#### [TASK PROMPT]
Copy out the data in full and exactly, passing over the pictures.

Saved entries
*****

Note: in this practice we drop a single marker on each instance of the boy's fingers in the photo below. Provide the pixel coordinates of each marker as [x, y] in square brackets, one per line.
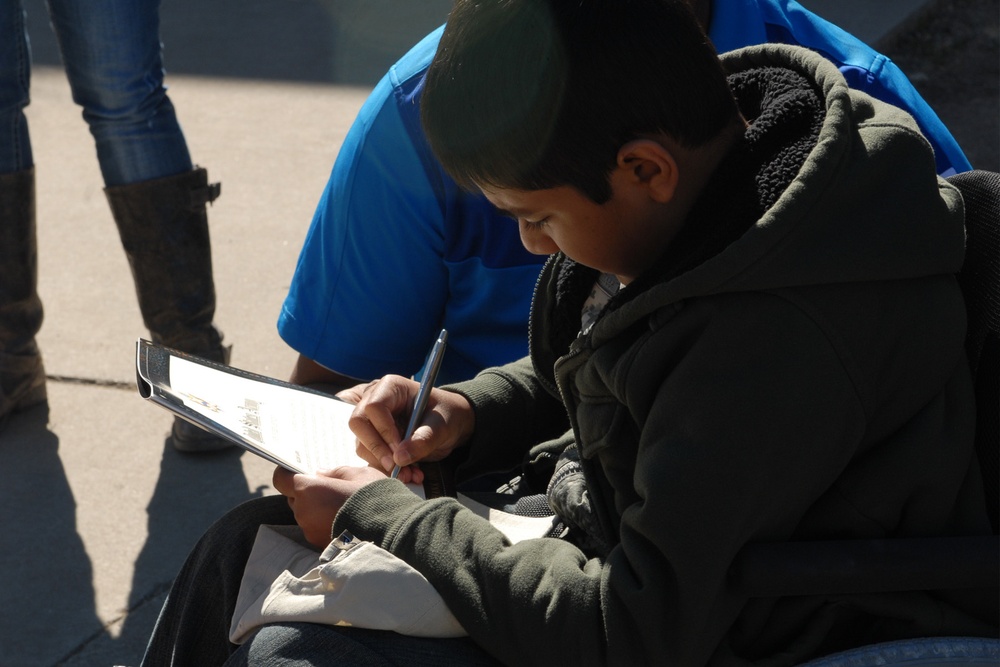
[374, 420]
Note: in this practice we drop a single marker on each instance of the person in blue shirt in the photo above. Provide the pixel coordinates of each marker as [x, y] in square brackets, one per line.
[396, 250]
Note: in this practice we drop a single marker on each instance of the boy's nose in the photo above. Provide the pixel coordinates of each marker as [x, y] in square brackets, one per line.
[535, 240]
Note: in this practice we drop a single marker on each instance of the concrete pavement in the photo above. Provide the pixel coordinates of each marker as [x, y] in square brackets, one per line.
[96, 513]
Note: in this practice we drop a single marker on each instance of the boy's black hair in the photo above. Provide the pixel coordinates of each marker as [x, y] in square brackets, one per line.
[535, 94]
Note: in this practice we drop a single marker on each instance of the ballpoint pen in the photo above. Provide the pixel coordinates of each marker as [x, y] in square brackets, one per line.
[431, 369]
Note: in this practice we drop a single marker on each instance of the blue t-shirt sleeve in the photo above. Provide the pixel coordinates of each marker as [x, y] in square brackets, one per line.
[739, 23]
[370, 288]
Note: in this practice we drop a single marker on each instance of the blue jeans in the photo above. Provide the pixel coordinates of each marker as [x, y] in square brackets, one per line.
[112, 54]
[307, 645]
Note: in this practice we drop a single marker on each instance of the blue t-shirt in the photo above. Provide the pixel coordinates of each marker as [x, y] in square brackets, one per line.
[396, 251]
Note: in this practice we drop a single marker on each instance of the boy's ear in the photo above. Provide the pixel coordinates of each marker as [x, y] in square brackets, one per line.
[650, 165]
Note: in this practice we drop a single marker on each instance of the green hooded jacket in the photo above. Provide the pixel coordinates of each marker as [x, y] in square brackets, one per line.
[807, 382]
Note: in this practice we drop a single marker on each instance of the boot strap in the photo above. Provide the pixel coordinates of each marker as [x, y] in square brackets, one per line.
[205, 195]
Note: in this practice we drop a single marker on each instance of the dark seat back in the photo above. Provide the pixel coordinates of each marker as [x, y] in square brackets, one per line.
[980, 280]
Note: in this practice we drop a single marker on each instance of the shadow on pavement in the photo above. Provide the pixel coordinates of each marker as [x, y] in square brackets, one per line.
[44, 561]
[322, 41]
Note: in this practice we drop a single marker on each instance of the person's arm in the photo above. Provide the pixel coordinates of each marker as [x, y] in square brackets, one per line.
[308, 373]
[370, 288]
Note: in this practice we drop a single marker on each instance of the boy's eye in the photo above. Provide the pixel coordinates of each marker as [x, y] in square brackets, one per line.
[535, 224]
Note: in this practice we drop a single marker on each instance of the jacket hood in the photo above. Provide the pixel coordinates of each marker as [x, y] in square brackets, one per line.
[866, 205]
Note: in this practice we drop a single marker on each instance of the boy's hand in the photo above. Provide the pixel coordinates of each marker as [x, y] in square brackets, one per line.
[383, 408]
[316, 499]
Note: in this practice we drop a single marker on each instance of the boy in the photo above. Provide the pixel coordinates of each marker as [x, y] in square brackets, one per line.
[741, 336]
[459, 264]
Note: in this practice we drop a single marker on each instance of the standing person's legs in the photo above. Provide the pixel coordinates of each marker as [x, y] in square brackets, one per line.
[193, 627]
[22, 376]
[113, 58]
[112, 54]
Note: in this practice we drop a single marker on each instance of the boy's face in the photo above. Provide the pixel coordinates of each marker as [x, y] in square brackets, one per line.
[622, 236]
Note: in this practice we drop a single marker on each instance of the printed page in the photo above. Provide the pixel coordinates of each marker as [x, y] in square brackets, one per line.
[301, 428]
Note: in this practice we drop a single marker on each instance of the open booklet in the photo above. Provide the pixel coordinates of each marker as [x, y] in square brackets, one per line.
[295, 427]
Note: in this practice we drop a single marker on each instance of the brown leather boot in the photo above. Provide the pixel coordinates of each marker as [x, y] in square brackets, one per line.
[163, 226]
[22, 375]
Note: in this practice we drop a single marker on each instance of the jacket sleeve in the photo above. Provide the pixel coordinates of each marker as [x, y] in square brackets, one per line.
[514, 411]
[706, 480]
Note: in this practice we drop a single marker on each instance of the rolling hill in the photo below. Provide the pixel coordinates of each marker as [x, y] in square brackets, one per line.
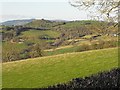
[17, 22]
[50, 70]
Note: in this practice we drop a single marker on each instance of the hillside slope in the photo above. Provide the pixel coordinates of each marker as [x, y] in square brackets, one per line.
[46, 71]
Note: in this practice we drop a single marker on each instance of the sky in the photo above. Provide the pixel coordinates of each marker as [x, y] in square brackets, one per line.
[40, 9]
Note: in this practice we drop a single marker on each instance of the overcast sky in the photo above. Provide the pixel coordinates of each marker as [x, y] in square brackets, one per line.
[47, 9]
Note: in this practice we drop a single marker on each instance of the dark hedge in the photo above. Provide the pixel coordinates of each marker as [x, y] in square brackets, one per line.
[108, 79]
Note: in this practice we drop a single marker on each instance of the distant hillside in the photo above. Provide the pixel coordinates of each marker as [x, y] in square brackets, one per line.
[17, 22]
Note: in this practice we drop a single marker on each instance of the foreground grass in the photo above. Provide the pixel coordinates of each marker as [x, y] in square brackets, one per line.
[45, 71]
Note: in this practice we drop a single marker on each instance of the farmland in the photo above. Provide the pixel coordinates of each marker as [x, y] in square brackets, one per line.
[50, 70]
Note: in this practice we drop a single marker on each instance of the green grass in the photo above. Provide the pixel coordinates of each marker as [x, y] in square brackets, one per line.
[50, 70]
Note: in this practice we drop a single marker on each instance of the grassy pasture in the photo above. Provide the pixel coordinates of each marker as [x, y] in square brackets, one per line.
[50, 70]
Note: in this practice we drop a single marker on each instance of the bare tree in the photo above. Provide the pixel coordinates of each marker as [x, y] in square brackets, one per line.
[99, 9]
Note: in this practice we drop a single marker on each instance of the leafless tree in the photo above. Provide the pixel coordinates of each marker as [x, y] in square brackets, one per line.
[99, 9]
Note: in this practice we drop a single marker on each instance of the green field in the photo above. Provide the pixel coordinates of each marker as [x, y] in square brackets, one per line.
[50, 70]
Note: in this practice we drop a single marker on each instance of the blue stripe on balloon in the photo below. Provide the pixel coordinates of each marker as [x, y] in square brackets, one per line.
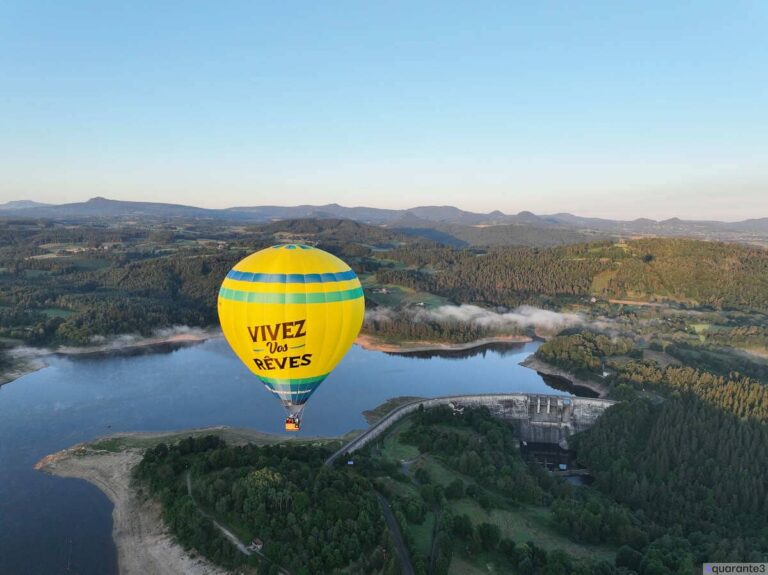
[291, 278]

*****

#### [OUTPUT FOR THIS EXERCISE]
Note: in this practice we drop a single marker on each instance of the boy's fingers in the photo below. Provide the pixel coordinates of each marker as [x, y] in square brackets, one per line.
[374, 420]
Note: in this practice we drop a single marker on each instance of the person in blue shirt in the photo above. Provide the pixel coordinates of each marker as [x, y] in square brackets, one per line.
[396, 250]
Note: in this practice we drop a single marker on each instance of the boy's nose in the photo above. Provide the pixel coordinates of each marker as [x, y] in square brackets, one per line.
[535, 240]
Note: in this practice we drop a single marker on each instance of the concrete pavement in the photo above. Provide the pixel coordinates of each marker as [x, y] in square brackets, one per line.
[96, 513]
Note: in this practice we drop a single marker on each instance of the boy's black hair in the photo above. Provide the pixel coordinates of each marker as [x, y] in square brackets, one per line.
[535, 94]
Note: in this practice we drop a single marker on each instance of the ballpoint pen in the photo above. Provide the pixel coordinates of each marker as [x, y] in square brackets, one per line.
[431, 369]
Note: in this practice we drop a single marker on each instance of the blue t-shirt sleeve in the photo above. Provide the pixel coordinates of each marker as [x, y] in square brackets, one per line.
[739, 23]
[370, 288]
Note: in this practice we drop a single marker on each instance of the blue jeans in the photo above. Provide the pixel coordinates of each marker as [x, y] in square brackets, one per line.
[112, 54]
[307, 645]
Note: in this practice we drop a single marker on each instance of the blue t-shirt in the photo above. Provide the pixel coordinates of each marker as [x, y] in square brackets, one per line.
[396, 251]
Note: in this practice we drop a single marker on each instance of the boy's ear in the photo above. Provide the pixel coordinates of each marker as [x, y] in square brackets, one per line.
[650, 165]
Note: in this practice we drop a single marker on each instance of the green hooded jacket in the photo above. Provide the pixel coordinates of each marker as [x, y] in square brackets, one per line.
[807, 382]
Note: in this practice we drop a single marker on each instance of the boot strap in the photo above. Provide the pixel coordinates of each marker as [x, y] in square brackets, one per line.
[205, 195]
Note: in this practice we drop a single marker on each instance of the dark seat back in the photo above. Provide the pixel coordinates of each marker as [x, y] in square brackets, one per line.
[980, 280]
Note: in this practice we drop a single marker on each instance of the shadow on pavement in the photo above. Provide the pixel coordinates of each marker as [x, y] in square brackets, one per line.
[44, 561]
[322, 41]
Note: in this practice we drop a single marker on each instance of the person's arm in the photo above. Provide the pixel coordinates of each marker as [x, y] in square brackets, one per line.
[308, 373]
[370, 288]
Note: in this practice we drop a single marker on each instance of the boy's eye in the photo above. Provide the pixel coordinates of each marker as [x, y] in square brackets, one per line.
[535, 224]
Note: in this practice we drop a single marker on each instance of the jacket hood in the photo above. Provide the pixel coordinates of each marker as [x, y] in square brackets, one per line.
[866, 205]
Note: in this practice we drop a single marker on each instance of the boy's hand in the photo above. Provide the pixel coordinates of each marker as [x, y] in square brackets, one per line.
[383, 408]
[316, 499]
Note: in this practice we drop a single marker on each instance of the boy in the photo above. Provide the pixel coordinates of each marker as [x, y] in square brackets, one per line.
[741, 336]
[459, 264]
Note: in this practice we drop a single marker on each instance of the standing person's legs in the photo above. Provide the pixel coordinates of each marker as [x, y] in square brackets, one per line.
[193, 627]
[22, 376]
[113, 58]
[112, 54]
Note: in this practice we drop a single marker on each instance of the boy's face in the photo above. Provide the pixel coordinates of each marker as [x, y] in square brackets, one per line.
[622, 236]
Note: in this practice we drop a single marker on each instance of the printed page in the photo above. Provide the pixel coordinates of each marker as [x, y] in square brackets, one per line.
[301, 428]
Note: in this practice we drop a single marker on each instance of the open booklet in the photo above. Provide the pixel coordinates of each marker as [x, y] in square brackets, one per line.
[295, 427]
Note: in this practice we drop a single marker on each instance of the brown leather boot in the photo above. Provide the pixel coordinates of each marker as [x, y] in square brackets, one per line.
[163, 226]
[22, 375]
Note: in this practice we drop a single marker on each instance of the jacket sleeve in the photo above. Provide the pixel coordinates of each marker as [x, y] in square brackets, one per line.
[514, 411]
[706, 480]
Note: in this practice we drop a single marker on each instance of the rolling hill in the photo below. Provide the pixel coordinates of each marker as [x, y] in square brackets, one per line.
[17, 22]
[50, 70]
Note: in this practice we drop a single marker on each instance of the hillside slope in the photo above. Provide the pixel coordinates of each marker as [x, y] in square brackets, one per line.
[46, 71]
Note: in this practice we drop a single marker on each instance of the sky in the photo above. Provide the pixel coordinates of each marker as [x, y] in square brackets, one per line.
[40, 9]
Note: in this practice we drop a single marker on each instance of the overcast sky in the photo above. Provide the pixel coordinates of each marker as [x, y] in square brackets, one per line.
[47, 9]
Note: in this practice we drop a single marker on each instance of the dark hedge in the photo above. Provide the pixel coordinates of each marker as [x, y] in square brackets, one per line.
[108, 79]
Note: in this practice we drop a single marker on each instance of the distant hillside in the photo above. Provide the pixel coordinates of each marker as [x, y] in square brackets, one per line.
[17, 22]
Note: in this practice we drop a single marker on each instance of the foreground grass in the photo above. Provide the pixel coordinates of each marker as [x, y] in square brackets, one per line.
[45, 71]
Note: in this practice we drop a single marker on each instance of the farmland in the photo above. Provide the pixel coordinates of each marker as [x, y] in square brackets, one per line.
[50, 70]
Note: in this practice we drop a single marker on each instance of the green grass in the photo above. Provide the pixel coordinates of each marker as [x, y] in square brackets, one per line.
[50, 70]
Note: in this practice we drop a single marker on each instance of the grassy pasture in the photo above. Provide the pixel coordinates of each marker as [x, y] in square brackets, one per line.
[50, 70]
Note: in this practice we drop a single marker on each instance of the bare tree in the photo above. Provide the pixel coordinates of each marker as [x, y] in square brackets, one per line.
[99, 9]
Note: in this practice we drop a single marker on each instance of the leafless tree in the photo above. Provide the pixel coordinates of each marker as [x, y] in square brackets, one per line.
[99, 9]
Note: in this practice we drop a single marker on each instance of the green field in the photo above. Provide the pixel coordinates of each marker as [x, y] in square brackets, one per line.
[50, 70]
Note: in this practice we drop a single marker on each instance of the blue stripe on balloon in the photo below. Provide the pixel coordinates of each marker as [x, y] in square brackets, one per line.
[291, 278]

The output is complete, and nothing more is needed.